◆ **What to do**
Copy the entries below, from the line containing "the red painted" through the end of the entries, swapping "photograph" for "photo" and leaving everything else as it is. Leave out the pictures.

◆ **Data excerpts**
────────────────────────────────────────
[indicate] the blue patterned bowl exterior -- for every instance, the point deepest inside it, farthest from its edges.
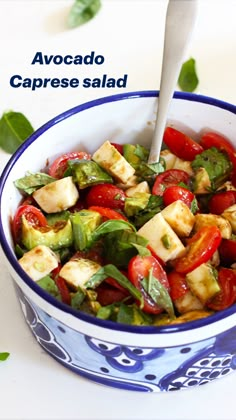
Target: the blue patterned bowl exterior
(147, 369)
(150, 359)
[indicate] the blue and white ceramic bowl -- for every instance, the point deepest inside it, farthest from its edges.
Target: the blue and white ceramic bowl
(138, 358)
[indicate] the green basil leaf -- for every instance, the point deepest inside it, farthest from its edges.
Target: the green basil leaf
(110, 226)
(32, 182)
(188, 79)
(110, 270)
(4, 356)
(14, 130)
(158, 293)
(82, 11)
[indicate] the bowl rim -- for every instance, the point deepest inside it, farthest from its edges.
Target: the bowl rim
(163, 329)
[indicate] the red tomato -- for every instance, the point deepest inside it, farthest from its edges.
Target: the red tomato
(59, 165)
(106, 195)
(118, 147)
(181, 145)
(227, 296)
(200, 249)
(106, 294)
(33, 215)
(227, 251)
(168, 179)
(107, 213)
(221, 201)
(178, 285)
(175, 193)
(138, 268)
(212, 139)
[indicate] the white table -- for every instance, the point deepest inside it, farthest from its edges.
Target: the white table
(129, 34)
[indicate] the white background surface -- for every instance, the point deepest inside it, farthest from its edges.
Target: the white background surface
(129, 34)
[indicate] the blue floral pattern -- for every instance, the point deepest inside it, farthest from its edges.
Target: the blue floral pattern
(132, 368)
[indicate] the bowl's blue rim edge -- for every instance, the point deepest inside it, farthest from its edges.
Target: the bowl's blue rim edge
(53, 301)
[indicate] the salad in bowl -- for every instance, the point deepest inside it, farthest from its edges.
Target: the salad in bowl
(125, 271)
(132, 242)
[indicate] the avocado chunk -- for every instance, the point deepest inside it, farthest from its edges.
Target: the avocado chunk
(87, 173)
(136, 203)
(84, 222)
(55, 237)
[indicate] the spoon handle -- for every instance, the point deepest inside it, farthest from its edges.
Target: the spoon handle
(180, 20)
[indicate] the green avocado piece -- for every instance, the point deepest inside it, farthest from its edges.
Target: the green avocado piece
(87, 173)
(84, 222)
(136, 203)
(55, 237)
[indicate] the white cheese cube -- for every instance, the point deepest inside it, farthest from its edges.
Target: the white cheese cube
(213, 220)
(230, 215)
(57, 196)
(169, 158)
(78, 271)
(108, 157)
(179, 217)
(141, 187)
(183, 165)
(38, 262)
(162, 238)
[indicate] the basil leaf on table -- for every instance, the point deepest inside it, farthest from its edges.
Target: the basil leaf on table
(82, 11)
(4, 356)
(14, 130)
(188, 79)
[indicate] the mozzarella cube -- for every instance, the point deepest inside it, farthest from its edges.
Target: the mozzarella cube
(78, 271)
(162, 238)
(230, 215)
(169, 158)
(38, 262)
(183, 165)
(179, 217)
(141, 187)
(57, 196)
(108, 157)
(213, 220)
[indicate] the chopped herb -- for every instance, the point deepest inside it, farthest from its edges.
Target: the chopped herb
(32, 182)
(14, 130)
(82, 11)
(188, 80)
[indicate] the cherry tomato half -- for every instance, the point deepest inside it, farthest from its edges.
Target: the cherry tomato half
(33, 215)
(175, 193)
(178, 285)
(59, 165)
(107, 213)
(227, 295)
(227, 251)
(168, 179)
(200, 249)
(181, 145)
(138, 268)
(106, 195)
(221, 201)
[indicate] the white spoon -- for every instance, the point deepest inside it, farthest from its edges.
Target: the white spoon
(180, 19)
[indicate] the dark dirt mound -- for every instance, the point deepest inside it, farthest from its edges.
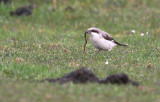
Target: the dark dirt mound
(119, 78)
(21, 11)
(84, 75)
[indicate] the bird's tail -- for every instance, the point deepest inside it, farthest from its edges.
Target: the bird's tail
(120, 44)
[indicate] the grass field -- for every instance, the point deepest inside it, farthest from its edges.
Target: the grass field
(49, 44)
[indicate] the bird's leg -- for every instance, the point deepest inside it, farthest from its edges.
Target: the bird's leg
(98, 51)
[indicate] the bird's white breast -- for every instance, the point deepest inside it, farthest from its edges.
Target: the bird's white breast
(100, 43)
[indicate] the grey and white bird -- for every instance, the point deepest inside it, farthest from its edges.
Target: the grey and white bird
(102, 40)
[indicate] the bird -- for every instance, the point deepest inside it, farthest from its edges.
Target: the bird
(101, 40)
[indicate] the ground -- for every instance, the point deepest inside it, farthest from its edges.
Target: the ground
(49, 43)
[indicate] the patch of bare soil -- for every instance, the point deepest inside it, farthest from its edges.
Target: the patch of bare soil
(83, 75)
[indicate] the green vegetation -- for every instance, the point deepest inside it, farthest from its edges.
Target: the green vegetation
(49, 44)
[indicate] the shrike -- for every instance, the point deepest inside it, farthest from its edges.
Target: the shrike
(101, 40)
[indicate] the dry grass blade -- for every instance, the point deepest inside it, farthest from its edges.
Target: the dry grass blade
(85, 34)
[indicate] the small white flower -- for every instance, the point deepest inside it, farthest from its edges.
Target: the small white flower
(142, 34)
(147, 33)
(133, 31)
(106, 62)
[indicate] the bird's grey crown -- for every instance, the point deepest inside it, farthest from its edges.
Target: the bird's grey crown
(103, 33)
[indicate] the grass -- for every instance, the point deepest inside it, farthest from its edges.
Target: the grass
(49, 44)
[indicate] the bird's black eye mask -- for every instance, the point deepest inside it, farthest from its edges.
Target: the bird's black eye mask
(94, 31)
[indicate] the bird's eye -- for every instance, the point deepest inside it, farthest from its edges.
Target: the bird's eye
(95, 31)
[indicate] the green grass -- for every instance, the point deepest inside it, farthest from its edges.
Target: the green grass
(49, 44)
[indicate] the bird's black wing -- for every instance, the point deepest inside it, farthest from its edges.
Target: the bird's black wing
(108, 37)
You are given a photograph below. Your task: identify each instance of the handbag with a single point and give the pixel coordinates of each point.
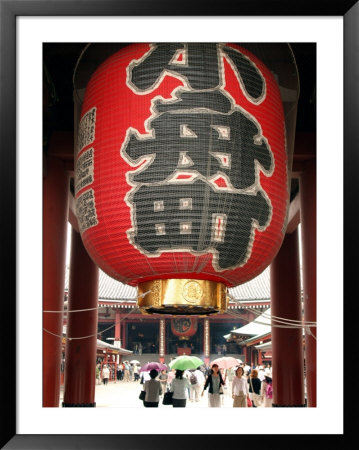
(256, 398)
(167, 398)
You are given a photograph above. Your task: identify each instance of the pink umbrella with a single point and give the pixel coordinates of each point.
(153, 365)
(226, 362)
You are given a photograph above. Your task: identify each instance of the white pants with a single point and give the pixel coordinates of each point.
(214, 400)
(194, 393)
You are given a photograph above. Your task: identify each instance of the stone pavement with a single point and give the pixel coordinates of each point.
(122, 394)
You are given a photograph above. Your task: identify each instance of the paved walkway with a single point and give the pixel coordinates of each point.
(124, 394)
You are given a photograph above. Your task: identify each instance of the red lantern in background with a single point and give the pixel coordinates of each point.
(184, 326)
(181, 178)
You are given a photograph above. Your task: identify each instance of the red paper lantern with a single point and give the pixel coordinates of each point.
(181, 165)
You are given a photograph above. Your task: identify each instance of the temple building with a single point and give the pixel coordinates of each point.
(121, 323)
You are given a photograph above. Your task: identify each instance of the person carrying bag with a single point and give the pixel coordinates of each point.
(255, 388)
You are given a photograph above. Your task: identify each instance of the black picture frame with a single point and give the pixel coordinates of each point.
(10, 9)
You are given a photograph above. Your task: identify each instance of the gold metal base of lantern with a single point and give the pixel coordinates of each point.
(182, 297)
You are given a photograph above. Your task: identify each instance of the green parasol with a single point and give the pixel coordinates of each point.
(185, 362)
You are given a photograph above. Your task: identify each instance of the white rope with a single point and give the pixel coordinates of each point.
(72, 310)
(70, 339)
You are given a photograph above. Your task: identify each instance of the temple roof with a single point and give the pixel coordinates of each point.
(110, 289)
(260, 326)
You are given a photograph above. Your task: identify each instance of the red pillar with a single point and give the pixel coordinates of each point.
(118, 327)
(80, 356)
(245, 353)
(309, 244)
(287, 343)
(260, 360)
(55, 211)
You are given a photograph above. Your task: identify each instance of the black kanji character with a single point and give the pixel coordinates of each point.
(195, 218)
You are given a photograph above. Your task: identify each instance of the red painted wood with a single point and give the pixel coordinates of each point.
(80, 356)
(55, 206)
(287, 343)
(309, 245)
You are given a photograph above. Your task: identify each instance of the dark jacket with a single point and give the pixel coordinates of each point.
(256, 382)
(210, 383)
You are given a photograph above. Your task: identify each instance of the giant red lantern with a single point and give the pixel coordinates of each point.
(181, 178)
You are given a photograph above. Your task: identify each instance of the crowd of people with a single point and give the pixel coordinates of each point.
(249, 387)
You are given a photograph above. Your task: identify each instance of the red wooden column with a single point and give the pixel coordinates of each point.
(80, 355)
(206, 341)
(287, 343)
(55, 210)
(308, 194)
(118, 328)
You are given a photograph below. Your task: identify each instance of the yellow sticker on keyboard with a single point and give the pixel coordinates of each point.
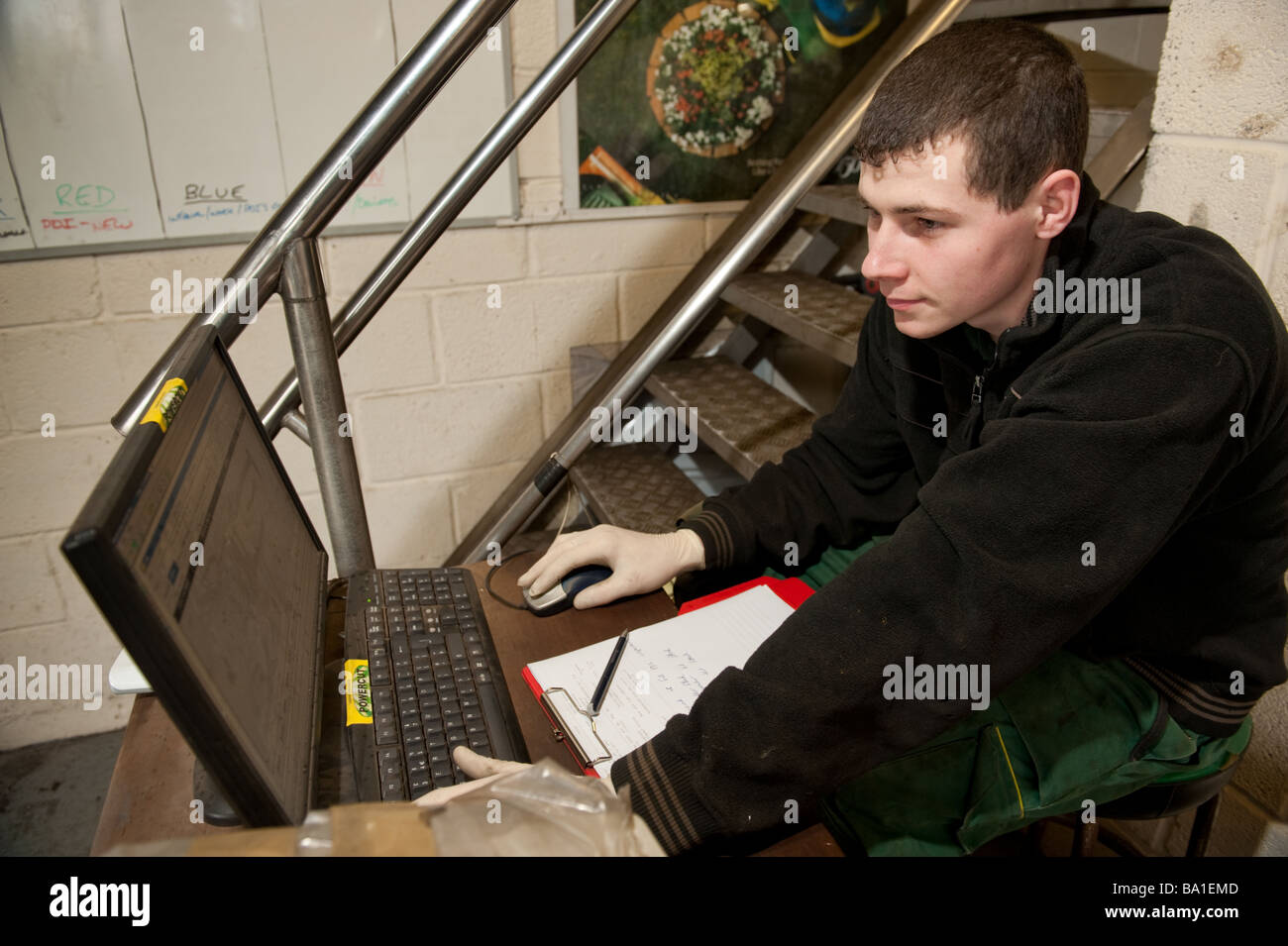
────────────────────────────────────────
◆ **Result**
You are given a photo above. Your task: identify each instance of the red painted wood with a single point and give the pixel coordinates of each point.
(80, 356)
(55, 206)
(287, 343)
(309, 245)
You are given a photo above. Your task: identify each instance of the dark jacket with a single point and give the pixel coordinates of each point.
(256, 382)
(210, 383)
You are given a photo above. Your task: identify each instance of the giant red lantern with a single point and give the pixel coordinates of each point.
(181, 178)
You are given a photo above. Your task: identify each instance of the crowd of people with a single point and give the pixel coordinates of each point.
(249, 387)
You are given a photo above. Your task: identify each instance of the red wooden column with a single point and give the pixel coordinates of each point.
(80, 355)
(206, 341)
(287, 343)
(55, 210)
(308, 194)
(118, 328)
You are given a photo below. Your task: identify each instance of the yellow sticker on keyboard with a single point and give the pixel coordinates of each point.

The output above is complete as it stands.